Starting at the line that has "Where can the white" and continuing through the last of the rows, write those lines out again, shifting each point coordinate by adding 114 to every number in it.

________________________

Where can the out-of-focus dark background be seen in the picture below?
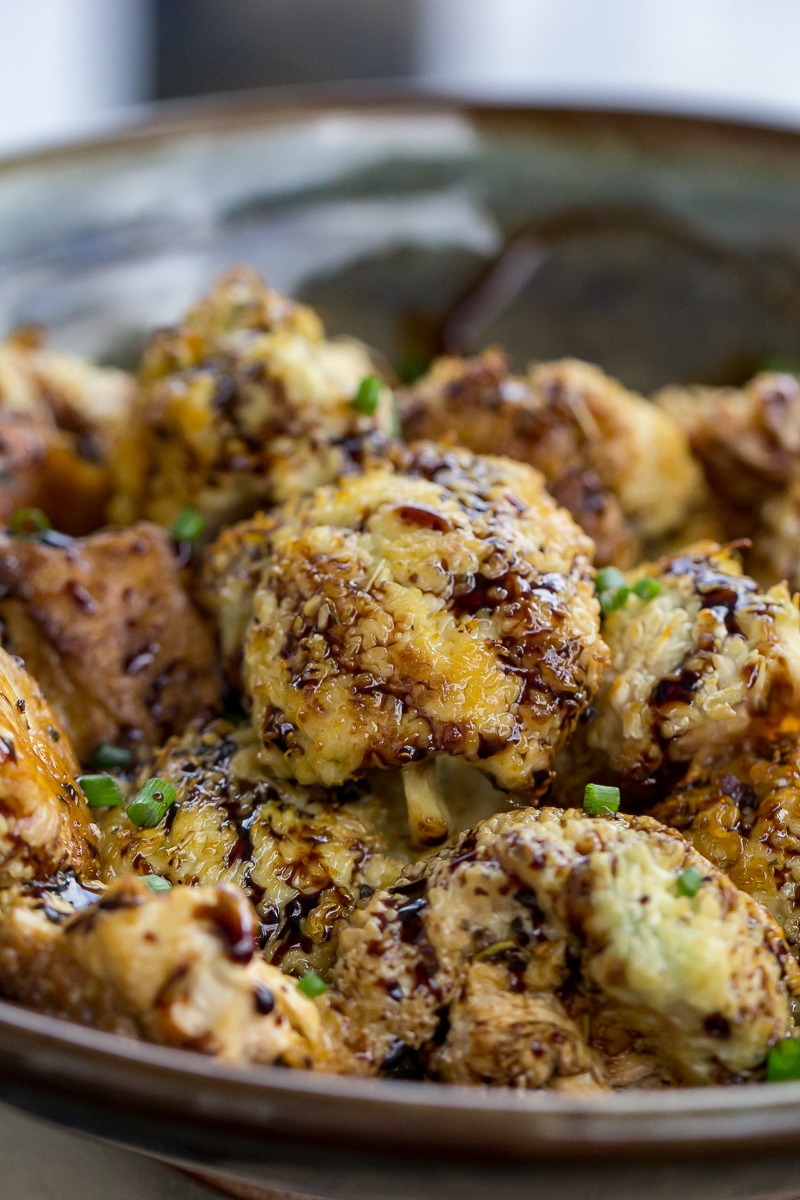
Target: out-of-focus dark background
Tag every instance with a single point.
(68, 66)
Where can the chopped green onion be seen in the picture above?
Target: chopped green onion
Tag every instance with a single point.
(188, 525)
(367, 397)
(312, 985)
(783, 1061)
(600, 801)
(150, 804)
(109, 755)
(613, 599)
(647, 588)
(101, 791)
(157, 883)
(395, 427)
(489, 952)
(689, 881)
(29, 521)
(609, 577)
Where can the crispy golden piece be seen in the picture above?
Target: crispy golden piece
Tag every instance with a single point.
(439, 603)
(749, 443)
(232, 570)
(693, 666)
(180, 969)
(106, 627)
(740, 808)
(621, 467)
(44, 827)
(572, 931)
(242, 405)
(301, 855)
(59, 419)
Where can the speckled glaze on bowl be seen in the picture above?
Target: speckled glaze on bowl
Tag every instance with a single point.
(665, 249)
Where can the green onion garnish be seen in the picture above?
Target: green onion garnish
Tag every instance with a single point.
(367, 397)
(150, 804)
(101, 791)
(600, 801)
(312, 985)
(157, 883)
(783, 1061)
(689, 881)
(29, 521)
(613, 599)
(647, 588)
(609, 577)
(109, 755)
(188, 525)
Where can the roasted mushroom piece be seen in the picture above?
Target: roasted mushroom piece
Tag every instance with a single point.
(620, 466)
(549, 949)
(107, 628)
(692, 665)
(301, 855)
(439, 603)
(240, 406)
(59, 419)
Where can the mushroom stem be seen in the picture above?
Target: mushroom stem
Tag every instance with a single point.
(428, 819)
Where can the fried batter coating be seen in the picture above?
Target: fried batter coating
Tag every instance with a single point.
(232, 569)
(749, 443)
(106, 627)
(301, 855)
(693, 666)
(59, 418)
(180, 970)
(740, 808)
(561, 905)
(242, 405)
(621, 467)
(44, 827)
(439, 603)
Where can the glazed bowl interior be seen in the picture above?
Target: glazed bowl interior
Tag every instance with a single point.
(665, 249)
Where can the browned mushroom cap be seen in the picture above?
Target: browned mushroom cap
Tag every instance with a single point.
(438, 604)
(621, 467)
(242, 405)
(548, 928)
(693, 665)
(106, 627)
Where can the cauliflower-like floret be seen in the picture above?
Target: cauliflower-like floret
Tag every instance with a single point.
(595, 952)
(620, 466)
(44, 828)
(695, 665)
(749, 443)
(242, 405)
(179, 969)
(59, 419)
(232, 569)
(740, 808)
(301, 855)
(108, 630)
(439, 603)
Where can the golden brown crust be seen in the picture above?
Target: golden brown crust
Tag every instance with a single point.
(242, 405)
(44, 827)
(584, 910)
(59, 418)
(301, 855)
(619, 466)
(693, 666)
(180, 970)
(439, 603)
(108, 630)
(740, 808)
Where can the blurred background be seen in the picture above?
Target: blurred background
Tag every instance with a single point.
(71, 66)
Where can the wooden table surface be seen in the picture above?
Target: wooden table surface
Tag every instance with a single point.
(41, 1162)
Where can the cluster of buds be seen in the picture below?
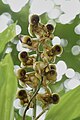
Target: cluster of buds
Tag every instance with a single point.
(41, 64)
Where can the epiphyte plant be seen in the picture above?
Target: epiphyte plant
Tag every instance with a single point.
(37, 69)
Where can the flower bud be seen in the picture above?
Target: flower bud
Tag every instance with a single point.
(58, 49)
(51, 75)
(52, 66)
(55, 98)
(22, 94)
(21, 73)
(34, 19)
(50, 27)
(23, 56)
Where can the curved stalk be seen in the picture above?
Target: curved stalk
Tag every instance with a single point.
(34, 95)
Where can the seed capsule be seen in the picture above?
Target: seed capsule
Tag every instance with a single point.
(26, 40)
(50, 27)
(55, 98)
(22, 94)
(21, 73)
(34, 19)
(52, 66)
(23, 56)
(58, 49)
(51, 75)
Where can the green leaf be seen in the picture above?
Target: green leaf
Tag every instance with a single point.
(6, 36)
(68, 107)
(8, 85)
(18, 117)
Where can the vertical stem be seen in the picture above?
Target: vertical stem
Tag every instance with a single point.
(34, 109)
(34, 95)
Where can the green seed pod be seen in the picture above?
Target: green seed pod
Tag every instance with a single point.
(52, 66)
(23, 56)
(58, 49)
(55, 98)
(27, 40)
(22, 94)
(50, 27)
(21, 73)
(34, 19)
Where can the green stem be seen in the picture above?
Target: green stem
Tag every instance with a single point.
(34, 109)
(34, 95)
(41, 113)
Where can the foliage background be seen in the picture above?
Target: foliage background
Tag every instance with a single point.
(63, 31)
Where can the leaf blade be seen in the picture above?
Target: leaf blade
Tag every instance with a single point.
(6, 36)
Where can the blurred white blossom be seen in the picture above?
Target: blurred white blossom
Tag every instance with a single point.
(63, 11)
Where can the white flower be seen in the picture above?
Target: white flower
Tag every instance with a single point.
(17, 5)
(61, 67)
(72, 83)
(5, 18)
(8, 49)
(41, 6)
(21, 108)
(54, 13)
(18, 29)
(77, 29)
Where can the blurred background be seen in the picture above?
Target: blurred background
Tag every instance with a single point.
(65, 17)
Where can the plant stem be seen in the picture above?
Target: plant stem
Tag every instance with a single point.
(41, 113)
(32, 98)
(34, 109)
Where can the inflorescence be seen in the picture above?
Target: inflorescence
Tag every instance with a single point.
(37, 67)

________________________

[Solved exercise]
Where can the white flower be seen in the picture above?
Target: white flower
Tag every instance with a single point.
(131, 119)
(175, 181)
(186, 197)
(119, 132)
(122, 163)
(155, 120)
(135, 222)
(168, 127)
(132, 143)
(191, 143)
Where can the blurred background be seen in the picture above?
Target: blurred background
Tag every instance with a single point.
(179, 131)
Where can the plant stem be seen in the picture above?
Target: plant stem
Tag every instance with a single point.
(155, 227)
(146, 212)
(148, 223)
Where can the inflorescence be seen in the picture above?
Target: inflorescence
Tag every instance with a single point.
(151, 181)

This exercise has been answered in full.